» **Work instructions**:
**a)** According to the passage on presidential addresses, how many days after General Lee's surrender at Appomattox was Lincoln assassinated?
**b)** Set down a portion of the passage on presidential addresses word for word, beginning at the words "Unable to prevent" and stopping after "charity and reconciliation.".
**c)** Write the next part of the passage on presidential addresses, picking up after its final sentence.
━━━ Source passage
Through him (and, one day, through her), the national legend takes on flesh and expression, becoming incarnate. George Washington, widely portrayed in his time as a liberating Moses figure, established the tenor for his successors in his inaugural address, supplicating “the Almighty Being [that] his benediction may consecrate to the liberties and happiness of the People of the United States” and asking his fellow-citizens to recognise that

“Every step, by which they have advanced to the character of an independent nation, seems to have been distinguished by some token of providential agency.”

Seventy-two years later, as civil war loomed, Abraham Lincoln closed his own first inaugural address by invoking the

“mystic chords of memory, stretching from every battlefield and patriot grave to every living heart and hearthstone all over this broad land”.

Unable to prevent the secession of the Southern states, Lincoln made the preservation of the Union his sacred goal, transforming the fratricidal conflict into a sacrifice for the Nation’s rebirth in the Gettysburg Address (November 1863). In his second inaugural address (March 1865), Lincoln cited Mathew 18:7 in interpreting the Civil War as the “the woe due to those by whom the offence [of slavery] came”. Lincoln implored his fellow citizens to practice reciprocal charity and reconciliation.

Mark Noll has written that this address was one of those rare half-sacred texts by which Americans conceive of their place in the world. Through the sacrifice of his own body, Lincoln further atoned for the cumulative sins of this American fratricide. Both scapegoat and paschal lamb, Lincoln’s assassination, five days after General Lee’s surrender at Appomattox, transfigured him into the second shepherd of the nation.

“I put my whole soul into this act”: Joe Biden’s spirituality to the rescue of national narrative

There would still be much to say about presidential addresses in times of crisis and war. With the exception of Obama’s first address, which Robert Bellah described as perfectly congruous with the religious dimension of the presidency, since the 1970s no address has been as powerful as that that Biden gave on January 20, 2021. After four years of symbolic errancy in the desert, Biden delivered a staunchly faithful invocation of the eternal resilience of the Constitution, the strength of the Nation, and the sacred character of the ground on which he stood.
━━━━━━
━━━ Record extracts
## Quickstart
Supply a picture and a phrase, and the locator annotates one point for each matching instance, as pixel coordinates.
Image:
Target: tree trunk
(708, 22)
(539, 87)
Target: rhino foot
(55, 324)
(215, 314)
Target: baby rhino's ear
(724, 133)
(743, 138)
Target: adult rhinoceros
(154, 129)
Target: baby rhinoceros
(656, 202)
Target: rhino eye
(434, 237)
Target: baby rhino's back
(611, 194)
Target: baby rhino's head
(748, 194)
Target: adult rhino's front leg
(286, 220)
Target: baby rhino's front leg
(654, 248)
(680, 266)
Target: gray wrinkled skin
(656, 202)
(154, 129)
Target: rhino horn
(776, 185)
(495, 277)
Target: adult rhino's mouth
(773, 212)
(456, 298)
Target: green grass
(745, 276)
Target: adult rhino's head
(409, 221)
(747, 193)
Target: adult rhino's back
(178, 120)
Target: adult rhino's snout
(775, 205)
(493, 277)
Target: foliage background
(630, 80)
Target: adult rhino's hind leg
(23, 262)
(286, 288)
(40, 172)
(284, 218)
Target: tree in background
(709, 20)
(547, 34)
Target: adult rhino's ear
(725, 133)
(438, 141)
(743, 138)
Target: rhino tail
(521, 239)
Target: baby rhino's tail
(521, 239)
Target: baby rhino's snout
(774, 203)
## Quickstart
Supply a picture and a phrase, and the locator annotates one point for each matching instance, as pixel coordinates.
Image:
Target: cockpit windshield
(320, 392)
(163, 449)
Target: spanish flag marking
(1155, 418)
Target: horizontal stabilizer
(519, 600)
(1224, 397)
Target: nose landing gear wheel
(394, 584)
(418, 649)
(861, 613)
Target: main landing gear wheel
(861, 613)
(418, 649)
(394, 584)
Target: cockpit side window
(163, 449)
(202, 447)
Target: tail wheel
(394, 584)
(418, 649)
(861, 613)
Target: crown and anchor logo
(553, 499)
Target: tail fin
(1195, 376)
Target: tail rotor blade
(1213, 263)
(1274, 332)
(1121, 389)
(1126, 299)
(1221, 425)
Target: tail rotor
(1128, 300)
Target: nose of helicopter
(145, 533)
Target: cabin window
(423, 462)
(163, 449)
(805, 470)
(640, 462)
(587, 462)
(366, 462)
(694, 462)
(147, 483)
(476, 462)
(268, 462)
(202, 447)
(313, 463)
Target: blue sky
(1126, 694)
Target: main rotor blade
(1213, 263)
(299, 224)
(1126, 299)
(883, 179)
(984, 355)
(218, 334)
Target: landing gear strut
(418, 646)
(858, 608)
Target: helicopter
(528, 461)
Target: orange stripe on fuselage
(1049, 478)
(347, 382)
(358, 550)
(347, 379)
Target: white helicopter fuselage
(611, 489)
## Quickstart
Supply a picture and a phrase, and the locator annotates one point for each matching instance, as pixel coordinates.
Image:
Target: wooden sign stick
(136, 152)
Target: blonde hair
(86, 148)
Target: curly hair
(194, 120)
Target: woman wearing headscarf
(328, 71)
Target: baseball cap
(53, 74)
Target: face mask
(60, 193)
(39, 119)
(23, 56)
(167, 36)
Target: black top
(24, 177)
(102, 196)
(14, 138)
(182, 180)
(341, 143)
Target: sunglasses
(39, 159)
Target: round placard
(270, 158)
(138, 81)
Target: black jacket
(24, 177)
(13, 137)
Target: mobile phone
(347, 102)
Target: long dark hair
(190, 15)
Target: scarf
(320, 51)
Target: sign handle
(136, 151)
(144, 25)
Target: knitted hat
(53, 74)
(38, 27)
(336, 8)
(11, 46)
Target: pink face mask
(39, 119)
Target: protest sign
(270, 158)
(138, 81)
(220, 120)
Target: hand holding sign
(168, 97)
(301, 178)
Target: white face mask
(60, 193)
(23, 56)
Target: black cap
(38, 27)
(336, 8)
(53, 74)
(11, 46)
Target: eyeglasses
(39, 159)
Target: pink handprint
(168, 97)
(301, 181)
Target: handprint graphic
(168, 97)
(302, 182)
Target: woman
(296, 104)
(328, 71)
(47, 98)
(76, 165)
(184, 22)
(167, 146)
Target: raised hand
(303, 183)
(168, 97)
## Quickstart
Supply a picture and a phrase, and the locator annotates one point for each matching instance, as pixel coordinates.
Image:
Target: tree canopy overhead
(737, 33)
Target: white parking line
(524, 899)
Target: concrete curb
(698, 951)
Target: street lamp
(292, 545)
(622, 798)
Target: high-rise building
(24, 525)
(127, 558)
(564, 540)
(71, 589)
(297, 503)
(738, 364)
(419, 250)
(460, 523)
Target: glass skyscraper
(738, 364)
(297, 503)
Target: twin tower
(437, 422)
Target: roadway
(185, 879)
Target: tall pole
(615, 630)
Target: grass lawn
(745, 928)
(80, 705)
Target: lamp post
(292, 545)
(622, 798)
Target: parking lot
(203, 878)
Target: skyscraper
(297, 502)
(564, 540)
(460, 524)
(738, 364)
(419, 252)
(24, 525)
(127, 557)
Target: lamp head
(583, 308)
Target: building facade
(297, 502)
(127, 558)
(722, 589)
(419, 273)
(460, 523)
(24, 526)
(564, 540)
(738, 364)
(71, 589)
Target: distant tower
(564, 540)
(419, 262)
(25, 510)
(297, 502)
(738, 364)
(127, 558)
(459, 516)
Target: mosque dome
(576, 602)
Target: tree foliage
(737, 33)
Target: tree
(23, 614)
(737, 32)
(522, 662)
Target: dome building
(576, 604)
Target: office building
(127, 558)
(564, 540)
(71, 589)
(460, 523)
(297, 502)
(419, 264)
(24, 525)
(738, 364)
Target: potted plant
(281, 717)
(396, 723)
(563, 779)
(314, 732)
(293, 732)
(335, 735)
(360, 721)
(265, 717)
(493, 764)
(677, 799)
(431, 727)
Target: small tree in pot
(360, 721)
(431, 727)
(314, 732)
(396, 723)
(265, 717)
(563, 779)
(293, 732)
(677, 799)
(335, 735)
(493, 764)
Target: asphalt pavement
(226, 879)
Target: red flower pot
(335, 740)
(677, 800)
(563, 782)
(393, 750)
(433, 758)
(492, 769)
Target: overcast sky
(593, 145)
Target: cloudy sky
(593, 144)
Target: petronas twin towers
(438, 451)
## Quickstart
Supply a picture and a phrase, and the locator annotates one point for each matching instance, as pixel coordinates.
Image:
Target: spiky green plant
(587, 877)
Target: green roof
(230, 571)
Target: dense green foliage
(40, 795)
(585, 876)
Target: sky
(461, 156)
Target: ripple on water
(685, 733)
━━━━━━
» **Responses to the tasks**:
**a)** Five days.

**b)**
Unable to prevent the secession of the Southern states, Lincoln made the preservation of the Union his sacred goal, transforming the fratricidal conflict into a sacrifice for the Nation’s rebirth in the Gettysburg Address (November 1863). In his second inaugural address (March 1865), Lincoln cited Mathew 18:7 in interpreting the Civil War as the “the woe due to those by whom the offence [of slavery] came”. Lincoln implored his fellow citizens to practice reciprocal charity and reconciliation.

**c)**
Yet these words also gave way to the portrait of a fragile democracy in a winter of peril and possibility, in need of restoration and healing. So inflected, the theological orientation of Joe Biden’s address was not in the expression of atonement or redemption, nor in the reflection of a vigilant pastor shepherding his lost sheep back into the fold. Rather, the aged high priest of the nation dwelt upon the Catholic themes of suffering and affliction, experienced and overcome in healing, a narration he drew from his own experience of pain.

Echoing King David’s prayer in Psalm 30, “Weeping may endure for a night, but joy comes in the morning”, the new president offered to his fellow citizens a civic unction of healing, mirroring the Catholic sacrament that offers relief and remission to those who are sick in body and soul. He also called his constituents to pray for the dead of the pandemic, torn from their human family and from the great American family. Biden also expressed a Thomistic insistence on the necessity of unity and the reconciliation of faith and reason, vowing to continue an “American story of decency and dignity, of love and healing”.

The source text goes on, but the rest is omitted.